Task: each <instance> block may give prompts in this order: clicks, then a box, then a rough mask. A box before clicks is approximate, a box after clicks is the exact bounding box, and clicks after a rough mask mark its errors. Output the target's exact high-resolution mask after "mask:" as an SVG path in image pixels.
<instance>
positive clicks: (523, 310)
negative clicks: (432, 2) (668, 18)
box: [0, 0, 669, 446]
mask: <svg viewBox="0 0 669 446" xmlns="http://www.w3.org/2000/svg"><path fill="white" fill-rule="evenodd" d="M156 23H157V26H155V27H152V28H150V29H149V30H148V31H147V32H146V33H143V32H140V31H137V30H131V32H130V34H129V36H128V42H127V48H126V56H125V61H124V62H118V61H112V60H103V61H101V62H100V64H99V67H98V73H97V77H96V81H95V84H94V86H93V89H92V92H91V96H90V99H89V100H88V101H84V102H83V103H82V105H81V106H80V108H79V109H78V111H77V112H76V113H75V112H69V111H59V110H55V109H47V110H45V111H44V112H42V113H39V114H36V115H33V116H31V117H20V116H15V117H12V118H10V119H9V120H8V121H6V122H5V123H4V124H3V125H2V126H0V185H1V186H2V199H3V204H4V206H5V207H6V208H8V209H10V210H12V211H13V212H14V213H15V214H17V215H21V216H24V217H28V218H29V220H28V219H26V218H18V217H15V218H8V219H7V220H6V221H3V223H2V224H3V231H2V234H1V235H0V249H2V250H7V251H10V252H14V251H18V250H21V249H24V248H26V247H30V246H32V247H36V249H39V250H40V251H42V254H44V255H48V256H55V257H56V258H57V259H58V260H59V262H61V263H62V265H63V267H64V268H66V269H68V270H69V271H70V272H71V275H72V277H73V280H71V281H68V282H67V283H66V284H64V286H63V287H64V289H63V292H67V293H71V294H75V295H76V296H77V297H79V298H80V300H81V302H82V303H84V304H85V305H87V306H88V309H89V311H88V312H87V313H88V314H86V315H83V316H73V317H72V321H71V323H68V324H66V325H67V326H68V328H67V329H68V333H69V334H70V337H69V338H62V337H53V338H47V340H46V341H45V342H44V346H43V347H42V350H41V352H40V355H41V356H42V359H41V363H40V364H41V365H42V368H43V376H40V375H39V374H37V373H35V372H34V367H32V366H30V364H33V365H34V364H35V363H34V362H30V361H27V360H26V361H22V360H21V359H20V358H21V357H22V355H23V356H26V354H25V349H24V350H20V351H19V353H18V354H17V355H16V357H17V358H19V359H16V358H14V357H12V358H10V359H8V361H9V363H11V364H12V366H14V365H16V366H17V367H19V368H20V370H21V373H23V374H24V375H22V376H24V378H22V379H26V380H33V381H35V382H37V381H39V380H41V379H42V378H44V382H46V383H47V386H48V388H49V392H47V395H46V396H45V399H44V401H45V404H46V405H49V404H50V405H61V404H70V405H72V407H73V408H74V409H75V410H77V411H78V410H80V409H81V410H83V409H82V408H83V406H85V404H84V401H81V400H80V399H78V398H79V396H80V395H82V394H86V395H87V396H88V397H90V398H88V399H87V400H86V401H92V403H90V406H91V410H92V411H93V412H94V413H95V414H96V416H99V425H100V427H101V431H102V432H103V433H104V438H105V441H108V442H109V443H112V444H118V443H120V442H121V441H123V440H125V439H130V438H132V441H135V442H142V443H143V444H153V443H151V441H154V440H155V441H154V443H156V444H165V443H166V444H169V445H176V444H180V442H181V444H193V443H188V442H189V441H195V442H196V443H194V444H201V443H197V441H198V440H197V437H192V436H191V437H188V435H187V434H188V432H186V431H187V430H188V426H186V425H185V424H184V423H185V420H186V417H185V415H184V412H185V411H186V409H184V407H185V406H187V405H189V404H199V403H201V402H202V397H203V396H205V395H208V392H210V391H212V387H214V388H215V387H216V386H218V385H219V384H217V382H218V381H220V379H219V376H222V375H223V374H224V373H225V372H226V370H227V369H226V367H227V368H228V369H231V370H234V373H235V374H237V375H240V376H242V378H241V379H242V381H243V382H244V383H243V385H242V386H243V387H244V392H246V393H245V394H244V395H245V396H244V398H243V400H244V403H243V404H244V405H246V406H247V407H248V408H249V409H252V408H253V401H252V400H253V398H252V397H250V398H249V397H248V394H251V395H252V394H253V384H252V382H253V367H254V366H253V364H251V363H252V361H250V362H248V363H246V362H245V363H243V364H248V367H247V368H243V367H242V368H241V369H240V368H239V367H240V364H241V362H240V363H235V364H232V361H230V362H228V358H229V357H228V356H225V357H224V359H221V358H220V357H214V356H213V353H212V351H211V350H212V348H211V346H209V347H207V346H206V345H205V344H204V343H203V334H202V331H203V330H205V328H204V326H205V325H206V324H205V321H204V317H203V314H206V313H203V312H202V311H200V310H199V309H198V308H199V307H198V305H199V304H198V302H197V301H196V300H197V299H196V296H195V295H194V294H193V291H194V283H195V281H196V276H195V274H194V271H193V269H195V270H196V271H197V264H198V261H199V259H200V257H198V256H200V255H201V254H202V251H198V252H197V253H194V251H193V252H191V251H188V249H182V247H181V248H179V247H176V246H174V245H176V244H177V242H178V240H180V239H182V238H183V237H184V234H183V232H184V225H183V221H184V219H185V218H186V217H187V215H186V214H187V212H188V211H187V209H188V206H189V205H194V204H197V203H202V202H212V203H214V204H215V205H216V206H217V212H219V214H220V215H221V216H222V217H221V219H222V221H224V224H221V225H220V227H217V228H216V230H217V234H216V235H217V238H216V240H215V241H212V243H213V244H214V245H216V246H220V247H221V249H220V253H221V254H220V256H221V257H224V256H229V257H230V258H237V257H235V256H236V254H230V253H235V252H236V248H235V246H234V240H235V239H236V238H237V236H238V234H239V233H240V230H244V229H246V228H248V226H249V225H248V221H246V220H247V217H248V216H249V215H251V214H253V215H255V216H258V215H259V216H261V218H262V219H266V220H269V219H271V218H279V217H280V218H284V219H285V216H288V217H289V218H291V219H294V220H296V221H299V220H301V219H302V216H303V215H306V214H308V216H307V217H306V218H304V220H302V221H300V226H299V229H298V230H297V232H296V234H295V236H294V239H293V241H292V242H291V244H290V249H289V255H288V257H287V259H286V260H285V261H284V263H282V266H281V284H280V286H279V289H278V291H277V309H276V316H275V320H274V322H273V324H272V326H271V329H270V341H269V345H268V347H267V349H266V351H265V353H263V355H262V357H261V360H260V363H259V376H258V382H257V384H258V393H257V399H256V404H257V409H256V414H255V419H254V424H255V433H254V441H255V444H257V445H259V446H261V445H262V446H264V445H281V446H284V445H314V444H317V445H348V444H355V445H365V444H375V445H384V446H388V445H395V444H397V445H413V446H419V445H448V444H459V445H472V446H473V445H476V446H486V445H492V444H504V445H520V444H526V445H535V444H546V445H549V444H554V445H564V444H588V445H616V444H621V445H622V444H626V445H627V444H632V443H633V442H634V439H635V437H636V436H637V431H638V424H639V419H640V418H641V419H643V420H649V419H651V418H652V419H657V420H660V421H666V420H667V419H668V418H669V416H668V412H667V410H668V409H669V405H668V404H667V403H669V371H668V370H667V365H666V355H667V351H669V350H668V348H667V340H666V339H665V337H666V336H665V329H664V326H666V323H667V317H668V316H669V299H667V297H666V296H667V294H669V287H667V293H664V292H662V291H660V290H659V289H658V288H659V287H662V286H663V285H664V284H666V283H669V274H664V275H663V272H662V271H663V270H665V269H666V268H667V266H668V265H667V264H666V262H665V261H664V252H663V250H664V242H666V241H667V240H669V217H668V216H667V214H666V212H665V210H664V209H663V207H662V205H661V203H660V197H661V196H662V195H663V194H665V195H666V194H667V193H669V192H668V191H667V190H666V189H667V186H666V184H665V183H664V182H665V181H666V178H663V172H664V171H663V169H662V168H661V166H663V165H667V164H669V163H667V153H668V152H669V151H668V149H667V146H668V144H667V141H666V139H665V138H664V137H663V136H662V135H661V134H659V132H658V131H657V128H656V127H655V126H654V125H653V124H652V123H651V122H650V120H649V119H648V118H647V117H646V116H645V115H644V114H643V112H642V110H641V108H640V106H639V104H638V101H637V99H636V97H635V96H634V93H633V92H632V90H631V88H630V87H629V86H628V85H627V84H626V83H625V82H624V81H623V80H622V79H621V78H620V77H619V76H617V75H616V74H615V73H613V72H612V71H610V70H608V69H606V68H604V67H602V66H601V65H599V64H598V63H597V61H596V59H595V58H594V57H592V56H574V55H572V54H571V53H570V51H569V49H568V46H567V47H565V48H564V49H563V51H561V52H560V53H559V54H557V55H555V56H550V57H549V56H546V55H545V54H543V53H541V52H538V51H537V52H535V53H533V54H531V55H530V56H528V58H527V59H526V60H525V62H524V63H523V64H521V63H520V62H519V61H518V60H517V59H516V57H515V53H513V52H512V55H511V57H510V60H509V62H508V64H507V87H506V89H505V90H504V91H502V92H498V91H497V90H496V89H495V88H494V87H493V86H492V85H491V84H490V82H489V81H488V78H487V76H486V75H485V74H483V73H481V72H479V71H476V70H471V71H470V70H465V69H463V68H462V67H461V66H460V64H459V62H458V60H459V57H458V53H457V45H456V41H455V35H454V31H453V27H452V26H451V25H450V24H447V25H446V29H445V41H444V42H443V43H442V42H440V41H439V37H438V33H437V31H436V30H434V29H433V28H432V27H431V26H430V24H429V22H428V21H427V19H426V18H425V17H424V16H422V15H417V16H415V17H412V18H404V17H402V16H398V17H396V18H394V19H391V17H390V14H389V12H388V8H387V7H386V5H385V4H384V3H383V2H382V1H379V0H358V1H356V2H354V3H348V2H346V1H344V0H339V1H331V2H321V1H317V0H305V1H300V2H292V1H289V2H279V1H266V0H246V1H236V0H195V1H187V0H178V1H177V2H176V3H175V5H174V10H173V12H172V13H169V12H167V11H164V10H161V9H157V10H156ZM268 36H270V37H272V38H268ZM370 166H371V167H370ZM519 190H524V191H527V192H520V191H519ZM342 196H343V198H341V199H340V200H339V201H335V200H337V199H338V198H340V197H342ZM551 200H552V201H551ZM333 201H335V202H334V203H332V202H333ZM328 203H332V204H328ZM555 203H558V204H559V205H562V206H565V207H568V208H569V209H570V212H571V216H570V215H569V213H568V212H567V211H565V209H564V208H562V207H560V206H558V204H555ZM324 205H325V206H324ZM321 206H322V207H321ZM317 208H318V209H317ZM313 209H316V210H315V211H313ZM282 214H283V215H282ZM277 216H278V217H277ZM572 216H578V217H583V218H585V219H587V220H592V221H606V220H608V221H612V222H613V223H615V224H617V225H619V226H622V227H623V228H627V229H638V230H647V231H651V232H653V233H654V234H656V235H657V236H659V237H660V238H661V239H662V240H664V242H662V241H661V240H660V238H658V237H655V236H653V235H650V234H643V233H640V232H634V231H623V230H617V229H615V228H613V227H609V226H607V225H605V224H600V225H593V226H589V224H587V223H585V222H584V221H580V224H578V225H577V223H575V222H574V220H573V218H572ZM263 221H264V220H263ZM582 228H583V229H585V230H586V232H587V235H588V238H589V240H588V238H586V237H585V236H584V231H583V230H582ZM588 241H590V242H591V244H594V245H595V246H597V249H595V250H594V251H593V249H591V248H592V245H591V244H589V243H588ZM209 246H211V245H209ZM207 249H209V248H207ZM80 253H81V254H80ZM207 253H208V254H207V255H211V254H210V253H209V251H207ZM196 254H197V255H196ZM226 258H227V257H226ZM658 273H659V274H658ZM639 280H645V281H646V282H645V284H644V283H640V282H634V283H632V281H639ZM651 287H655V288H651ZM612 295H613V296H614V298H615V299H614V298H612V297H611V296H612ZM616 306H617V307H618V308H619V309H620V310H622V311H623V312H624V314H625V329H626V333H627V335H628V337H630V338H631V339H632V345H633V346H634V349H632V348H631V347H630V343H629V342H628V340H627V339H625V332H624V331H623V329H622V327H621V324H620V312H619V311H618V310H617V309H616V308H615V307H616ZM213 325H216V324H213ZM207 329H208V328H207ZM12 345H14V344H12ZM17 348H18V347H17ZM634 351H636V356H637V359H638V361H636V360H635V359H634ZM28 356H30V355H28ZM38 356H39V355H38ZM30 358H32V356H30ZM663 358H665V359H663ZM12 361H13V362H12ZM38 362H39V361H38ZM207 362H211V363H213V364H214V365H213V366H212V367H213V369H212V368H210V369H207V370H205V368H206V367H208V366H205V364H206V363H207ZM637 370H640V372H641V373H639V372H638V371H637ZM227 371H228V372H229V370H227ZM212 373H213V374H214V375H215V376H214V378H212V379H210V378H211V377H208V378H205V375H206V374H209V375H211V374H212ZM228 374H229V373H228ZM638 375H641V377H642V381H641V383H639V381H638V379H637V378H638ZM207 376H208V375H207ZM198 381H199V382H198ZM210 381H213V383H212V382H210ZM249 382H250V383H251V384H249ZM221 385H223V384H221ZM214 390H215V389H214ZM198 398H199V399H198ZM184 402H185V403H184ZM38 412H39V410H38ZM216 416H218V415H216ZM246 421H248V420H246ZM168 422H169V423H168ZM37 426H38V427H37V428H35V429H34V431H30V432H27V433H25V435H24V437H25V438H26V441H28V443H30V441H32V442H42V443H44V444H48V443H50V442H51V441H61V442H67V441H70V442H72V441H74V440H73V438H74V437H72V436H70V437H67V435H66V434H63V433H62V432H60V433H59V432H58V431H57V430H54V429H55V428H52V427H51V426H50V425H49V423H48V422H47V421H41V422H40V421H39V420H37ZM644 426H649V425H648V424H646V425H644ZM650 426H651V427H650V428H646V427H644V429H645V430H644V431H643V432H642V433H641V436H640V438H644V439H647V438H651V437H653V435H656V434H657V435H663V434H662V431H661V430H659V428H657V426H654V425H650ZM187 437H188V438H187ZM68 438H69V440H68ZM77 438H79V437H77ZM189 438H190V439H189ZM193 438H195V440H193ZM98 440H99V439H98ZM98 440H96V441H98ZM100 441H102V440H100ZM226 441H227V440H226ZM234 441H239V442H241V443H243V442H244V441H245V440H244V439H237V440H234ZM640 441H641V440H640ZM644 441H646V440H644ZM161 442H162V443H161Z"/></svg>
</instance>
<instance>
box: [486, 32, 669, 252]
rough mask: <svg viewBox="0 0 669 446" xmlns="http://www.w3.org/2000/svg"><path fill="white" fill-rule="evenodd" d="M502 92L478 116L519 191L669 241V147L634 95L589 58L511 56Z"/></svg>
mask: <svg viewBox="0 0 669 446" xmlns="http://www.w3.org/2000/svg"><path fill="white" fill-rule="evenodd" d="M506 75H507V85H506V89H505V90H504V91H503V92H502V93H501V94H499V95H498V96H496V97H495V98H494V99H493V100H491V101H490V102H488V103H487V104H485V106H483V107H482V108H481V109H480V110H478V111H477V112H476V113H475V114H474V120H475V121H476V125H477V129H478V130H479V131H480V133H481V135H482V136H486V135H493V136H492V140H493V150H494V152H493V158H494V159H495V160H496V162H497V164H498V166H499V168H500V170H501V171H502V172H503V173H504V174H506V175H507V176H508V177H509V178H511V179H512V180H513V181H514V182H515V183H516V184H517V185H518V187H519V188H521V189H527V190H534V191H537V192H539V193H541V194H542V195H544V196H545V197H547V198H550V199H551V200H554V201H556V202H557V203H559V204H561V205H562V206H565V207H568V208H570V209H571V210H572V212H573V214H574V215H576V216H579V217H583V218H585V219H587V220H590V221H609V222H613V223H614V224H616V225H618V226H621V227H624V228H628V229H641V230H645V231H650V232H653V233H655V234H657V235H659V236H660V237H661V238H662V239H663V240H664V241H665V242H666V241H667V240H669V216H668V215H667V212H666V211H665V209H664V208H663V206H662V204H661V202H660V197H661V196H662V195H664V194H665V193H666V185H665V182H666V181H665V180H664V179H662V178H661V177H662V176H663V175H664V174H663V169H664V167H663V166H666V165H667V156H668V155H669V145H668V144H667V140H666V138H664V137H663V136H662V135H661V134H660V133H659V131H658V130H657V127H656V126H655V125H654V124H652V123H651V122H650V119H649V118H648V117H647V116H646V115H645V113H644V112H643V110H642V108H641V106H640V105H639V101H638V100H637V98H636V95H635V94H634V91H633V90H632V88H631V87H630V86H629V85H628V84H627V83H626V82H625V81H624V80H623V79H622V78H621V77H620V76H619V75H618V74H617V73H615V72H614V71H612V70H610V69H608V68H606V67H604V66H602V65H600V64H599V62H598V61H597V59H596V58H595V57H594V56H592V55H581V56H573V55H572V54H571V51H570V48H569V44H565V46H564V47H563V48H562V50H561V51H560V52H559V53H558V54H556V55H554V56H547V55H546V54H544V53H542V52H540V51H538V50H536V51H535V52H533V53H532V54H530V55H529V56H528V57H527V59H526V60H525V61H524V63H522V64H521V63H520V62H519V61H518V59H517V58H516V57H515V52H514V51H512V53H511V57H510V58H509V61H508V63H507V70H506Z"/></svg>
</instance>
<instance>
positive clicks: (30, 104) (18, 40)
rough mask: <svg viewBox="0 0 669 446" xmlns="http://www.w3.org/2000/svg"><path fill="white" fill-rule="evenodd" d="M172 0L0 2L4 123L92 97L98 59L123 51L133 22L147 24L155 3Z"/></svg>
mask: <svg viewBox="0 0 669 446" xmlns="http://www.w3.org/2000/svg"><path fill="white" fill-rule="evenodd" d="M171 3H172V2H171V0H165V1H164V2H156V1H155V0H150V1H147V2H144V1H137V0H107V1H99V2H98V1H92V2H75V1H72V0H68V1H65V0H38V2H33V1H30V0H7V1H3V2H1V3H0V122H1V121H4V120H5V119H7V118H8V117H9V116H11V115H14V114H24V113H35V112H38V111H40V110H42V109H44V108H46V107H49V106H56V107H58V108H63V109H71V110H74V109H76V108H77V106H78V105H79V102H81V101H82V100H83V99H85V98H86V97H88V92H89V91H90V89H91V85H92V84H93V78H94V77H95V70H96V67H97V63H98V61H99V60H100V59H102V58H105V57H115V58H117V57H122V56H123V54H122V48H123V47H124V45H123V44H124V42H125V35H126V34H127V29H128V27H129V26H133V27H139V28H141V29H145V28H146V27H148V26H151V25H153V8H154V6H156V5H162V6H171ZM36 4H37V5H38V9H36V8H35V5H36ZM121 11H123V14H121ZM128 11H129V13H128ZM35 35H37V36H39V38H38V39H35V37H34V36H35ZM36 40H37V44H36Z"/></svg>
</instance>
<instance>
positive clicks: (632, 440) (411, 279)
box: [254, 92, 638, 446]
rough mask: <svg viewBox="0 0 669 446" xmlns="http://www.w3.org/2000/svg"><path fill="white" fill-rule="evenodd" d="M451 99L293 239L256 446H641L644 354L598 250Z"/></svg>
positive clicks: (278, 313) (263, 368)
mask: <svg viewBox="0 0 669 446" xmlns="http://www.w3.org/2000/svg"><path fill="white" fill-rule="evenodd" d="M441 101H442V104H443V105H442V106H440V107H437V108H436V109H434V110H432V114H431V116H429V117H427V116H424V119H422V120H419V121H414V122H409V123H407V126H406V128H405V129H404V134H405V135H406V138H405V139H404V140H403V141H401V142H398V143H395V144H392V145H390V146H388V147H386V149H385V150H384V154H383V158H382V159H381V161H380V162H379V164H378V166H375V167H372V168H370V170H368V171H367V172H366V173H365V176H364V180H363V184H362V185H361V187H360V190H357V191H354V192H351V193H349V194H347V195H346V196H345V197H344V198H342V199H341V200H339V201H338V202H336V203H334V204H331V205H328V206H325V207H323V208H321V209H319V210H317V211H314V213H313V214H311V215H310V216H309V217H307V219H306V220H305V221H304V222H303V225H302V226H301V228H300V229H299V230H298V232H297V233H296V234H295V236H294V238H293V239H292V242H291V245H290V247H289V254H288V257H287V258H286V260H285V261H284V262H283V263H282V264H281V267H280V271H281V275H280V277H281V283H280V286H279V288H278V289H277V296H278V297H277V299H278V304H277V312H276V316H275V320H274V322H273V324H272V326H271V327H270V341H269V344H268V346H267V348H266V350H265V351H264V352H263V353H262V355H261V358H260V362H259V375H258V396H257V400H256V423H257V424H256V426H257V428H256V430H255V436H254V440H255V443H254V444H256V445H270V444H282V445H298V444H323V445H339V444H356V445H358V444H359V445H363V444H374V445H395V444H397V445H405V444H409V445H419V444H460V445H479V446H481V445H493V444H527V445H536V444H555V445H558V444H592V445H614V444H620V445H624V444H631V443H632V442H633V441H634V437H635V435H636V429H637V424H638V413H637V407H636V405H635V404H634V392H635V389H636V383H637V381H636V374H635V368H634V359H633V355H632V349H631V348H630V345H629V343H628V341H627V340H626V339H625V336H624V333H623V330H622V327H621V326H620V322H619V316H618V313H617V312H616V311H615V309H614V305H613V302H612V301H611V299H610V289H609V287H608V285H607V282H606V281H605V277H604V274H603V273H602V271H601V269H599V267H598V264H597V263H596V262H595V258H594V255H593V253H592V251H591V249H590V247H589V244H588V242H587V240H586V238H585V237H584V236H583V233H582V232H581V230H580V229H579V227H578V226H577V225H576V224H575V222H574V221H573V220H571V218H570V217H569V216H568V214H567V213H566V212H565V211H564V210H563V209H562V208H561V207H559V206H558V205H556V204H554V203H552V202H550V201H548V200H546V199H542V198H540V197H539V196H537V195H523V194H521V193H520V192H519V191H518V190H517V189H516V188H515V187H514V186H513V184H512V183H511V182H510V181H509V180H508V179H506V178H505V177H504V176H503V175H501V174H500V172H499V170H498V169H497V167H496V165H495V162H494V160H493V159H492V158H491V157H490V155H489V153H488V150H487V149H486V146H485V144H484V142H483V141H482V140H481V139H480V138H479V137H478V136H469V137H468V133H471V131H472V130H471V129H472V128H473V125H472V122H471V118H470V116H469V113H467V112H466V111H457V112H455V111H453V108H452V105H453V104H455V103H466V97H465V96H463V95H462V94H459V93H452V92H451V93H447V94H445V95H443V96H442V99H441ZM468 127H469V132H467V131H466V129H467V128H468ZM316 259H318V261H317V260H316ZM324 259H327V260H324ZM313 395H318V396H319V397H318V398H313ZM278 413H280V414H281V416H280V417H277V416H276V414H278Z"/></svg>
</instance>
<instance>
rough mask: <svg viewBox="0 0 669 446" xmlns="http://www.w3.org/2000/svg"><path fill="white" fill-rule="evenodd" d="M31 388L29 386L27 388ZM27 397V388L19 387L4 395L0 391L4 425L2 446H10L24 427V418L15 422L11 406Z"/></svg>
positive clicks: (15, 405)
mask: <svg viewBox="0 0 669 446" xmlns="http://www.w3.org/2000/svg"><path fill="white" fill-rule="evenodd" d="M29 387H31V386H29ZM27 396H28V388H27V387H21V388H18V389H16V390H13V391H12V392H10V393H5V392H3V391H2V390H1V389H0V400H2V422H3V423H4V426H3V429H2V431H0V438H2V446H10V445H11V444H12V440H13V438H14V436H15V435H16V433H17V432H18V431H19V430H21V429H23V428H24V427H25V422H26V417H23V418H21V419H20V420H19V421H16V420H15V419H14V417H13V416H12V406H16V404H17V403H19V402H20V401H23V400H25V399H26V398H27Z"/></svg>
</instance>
######
Task prompt: Copy down every line of the material above that includes the string "positive".

Exercise answer:
positive clicks: (523, 310)
positive clicks: (30, 104) (18, 40)
positive clicks: (632, 440) (411, 279)
positive clicks: (278, 313) (263, 368)
positive clicks: (15, 405)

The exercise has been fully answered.